§ YOUR OBJECTIVE: Only the lines from the one containing "148), using the photo above." through the last line of the data are to be written out, exactly and in full.
*** Opening DATA FOR ANALYSIS ***
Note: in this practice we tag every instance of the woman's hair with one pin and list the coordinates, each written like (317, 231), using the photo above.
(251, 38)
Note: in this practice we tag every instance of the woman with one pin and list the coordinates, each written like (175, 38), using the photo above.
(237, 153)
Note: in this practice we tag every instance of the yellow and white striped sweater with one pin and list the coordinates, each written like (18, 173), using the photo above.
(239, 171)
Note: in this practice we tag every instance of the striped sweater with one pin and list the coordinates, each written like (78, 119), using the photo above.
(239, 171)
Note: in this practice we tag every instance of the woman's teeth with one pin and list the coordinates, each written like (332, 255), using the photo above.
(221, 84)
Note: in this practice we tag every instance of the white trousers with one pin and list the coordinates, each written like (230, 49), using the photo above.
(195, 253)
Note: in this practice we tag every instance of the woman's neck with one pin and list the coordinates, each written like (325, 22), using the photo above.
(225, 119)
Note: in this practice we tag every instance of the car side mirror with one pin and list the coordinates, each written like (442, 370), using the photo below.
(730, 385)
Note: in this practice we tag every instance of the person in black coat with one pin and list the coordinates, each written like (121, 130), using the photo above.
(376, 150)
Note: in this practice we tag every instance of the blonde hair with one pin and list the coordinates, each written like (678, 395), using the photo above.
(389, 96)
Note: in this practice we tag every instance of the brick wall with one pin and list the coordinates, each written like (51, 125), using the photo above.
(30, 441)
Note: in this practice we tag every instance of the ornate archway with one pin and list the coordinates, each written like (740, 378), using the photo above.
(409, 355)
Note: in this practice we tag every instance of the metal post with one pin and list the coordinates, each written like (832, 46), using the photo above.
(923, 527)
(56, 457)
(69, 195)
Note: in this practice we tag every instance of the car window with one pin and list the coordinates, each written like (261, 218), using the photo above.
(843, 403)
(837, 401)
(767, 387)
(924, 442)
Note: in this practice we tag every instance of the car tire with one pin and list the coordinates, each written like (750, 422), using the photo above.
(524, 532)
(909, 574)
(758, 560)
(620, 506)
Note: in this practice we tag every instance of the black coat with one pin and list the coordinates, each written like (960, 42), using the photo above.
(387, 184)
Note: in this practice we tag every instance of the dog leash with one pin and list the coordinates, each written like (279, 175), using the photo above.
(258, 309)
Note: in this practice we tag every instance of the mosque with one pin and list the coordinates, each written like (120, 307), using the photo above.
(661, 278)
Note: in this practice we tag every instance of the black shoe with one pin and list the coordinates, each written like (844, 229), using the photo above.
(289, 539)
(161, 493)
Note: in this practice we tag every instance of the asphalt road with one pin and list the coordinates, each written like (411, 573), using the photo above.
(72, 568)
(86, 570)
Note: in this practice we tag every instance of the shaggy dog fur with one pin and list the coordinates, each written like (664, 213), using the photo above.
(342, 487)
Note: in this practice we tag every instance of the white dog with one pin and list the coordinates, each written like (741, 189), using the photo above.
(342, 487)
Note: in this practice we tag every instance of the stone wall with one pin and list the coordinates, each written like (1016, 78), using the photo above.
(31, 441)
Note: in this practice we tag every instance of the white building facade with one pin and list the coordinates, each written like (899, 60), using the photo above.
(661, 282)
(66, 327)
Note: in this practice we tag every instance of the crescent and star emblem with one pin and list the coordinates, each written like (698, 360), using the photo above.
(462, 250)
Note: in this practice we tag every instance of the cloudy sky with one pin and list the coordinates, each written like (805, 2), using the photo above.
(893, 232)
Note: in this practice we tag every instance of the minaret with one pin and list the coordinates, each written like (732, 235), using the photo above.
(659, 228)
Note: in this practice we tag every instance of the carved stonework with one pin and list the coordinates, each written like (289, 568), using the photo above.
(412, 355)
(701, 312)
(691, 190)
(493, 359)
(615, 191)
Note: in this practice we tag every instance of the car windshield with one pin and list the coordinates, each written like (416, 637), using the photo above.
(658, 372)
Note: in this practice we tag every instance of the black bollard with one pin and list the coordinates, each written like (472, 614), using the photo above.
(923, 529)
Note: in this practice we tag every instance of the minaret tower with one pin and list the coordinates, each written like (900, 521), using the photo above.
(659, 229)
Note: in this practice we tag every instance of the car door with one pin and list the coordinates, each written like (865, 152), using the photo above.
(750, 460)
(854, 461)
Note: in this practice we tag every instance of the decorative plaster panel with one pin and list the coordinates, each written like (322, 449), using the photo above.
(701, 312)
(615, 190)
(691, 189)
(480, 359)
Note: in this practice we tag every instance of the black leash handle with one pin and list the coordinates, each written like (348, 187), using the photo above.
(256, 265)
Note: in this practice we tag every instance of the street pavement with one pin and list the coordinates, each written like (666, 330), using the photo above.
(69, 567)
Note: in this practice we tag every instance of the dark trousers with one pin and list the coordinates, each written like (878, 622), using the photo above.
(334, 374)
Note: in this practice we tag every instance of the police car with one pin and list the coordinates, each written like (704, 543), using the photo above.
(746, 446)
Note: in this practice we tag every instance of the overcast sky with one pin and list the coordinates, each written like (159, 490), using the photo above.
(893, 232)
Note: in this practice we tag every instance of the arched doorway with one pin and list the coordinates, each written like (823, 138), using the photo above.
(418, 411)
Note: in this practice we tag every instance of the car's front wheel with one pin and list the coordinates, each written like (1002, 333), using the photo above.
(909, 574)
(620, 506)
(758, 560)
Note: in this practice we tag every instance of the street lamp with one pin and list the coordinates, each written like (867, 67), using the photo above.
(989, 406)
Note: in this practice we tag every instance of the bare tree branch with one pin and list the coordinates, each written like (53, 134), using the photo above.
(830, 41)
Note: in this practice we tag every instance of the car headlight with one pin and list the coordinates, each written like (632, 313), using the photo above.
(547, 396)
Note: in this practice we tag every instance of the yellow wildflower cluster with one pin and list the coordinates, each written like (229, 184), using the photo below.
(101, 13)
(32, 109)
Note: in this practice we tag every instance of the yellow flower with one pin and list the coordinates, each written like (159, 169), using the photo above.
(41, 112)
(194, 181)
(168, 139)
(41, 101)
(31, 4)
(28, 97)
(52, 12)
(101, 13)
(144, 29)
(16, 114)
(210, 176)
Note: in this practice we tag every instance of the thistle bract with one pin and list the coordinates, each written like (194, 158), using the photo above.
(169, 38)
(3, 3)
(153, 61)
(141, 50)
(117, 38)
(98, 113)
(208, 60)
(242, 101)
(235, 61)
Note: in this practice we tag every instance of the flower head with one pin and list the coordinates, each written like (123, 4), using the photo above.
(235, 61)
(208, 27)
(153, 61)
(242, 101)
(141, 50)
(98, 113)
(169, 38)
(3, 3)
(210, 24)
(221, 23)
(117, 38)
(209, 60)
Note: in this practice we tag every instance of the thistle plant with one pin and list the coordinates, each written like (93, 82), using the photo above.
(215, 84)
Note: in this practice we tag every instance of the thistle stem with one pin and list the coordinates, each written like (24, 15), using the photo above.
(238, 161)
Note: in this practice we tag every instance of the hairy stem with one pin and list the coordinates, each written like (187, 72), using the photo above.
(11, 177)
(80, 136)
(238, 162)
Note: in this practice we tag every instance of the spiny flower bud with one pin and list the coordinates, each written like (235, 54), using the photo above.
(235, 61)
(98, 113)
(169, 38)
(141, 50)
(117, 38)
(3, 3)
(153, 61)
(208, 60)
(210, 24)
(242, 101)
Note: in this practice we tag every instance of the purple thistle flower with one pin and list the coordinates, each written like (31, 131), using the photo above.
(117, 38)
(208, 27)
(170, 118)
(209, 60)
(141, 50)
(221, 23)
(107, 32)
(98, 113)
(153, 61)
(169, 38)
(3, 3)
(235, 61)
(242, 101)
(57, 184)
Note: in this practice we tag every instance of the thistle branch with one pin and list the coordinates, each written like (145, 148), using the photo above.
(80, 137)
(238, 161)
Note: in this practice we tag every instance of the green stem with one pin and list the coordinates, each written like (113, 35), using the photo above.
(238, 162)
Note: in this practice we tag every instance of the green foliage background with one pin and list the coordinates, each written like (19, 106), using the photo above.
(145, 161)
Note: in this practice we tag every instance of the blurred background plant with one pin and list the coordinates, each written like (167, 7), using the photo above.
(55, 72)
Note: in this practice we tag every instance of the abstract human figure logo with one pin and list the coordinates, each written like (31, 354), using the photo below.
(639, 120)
*** Closing DATA FOR ANALYSIS ***
§ PROBLEM SOLUTION:
Note: in this practice we tag every instance of the thistle branch with one pin and list the coordinates, each written like (145, 148), using the photo above.
(80, 137)
(238, 161)
Note: in this practice we tag every instance of the green stem with one pin and list the coordinates, each written like (113, 35), using the photo above.
(238, 162)
Note: in this practice we tag every instance of the green foliage background with one pin and list the coordinates, each written like (19, 106), using the photo above.
(145, 161)
Note: in this practice we tag every instance of the blurred background plant with one pin and list the coordinates, each written like (167, 7), using the photo above.
(55, 72)
Note: in this practice we tag every instance of the abstract human figure logo with one pin and list the coordinates, each written like (31, 354), using the photo below.
(639, 120)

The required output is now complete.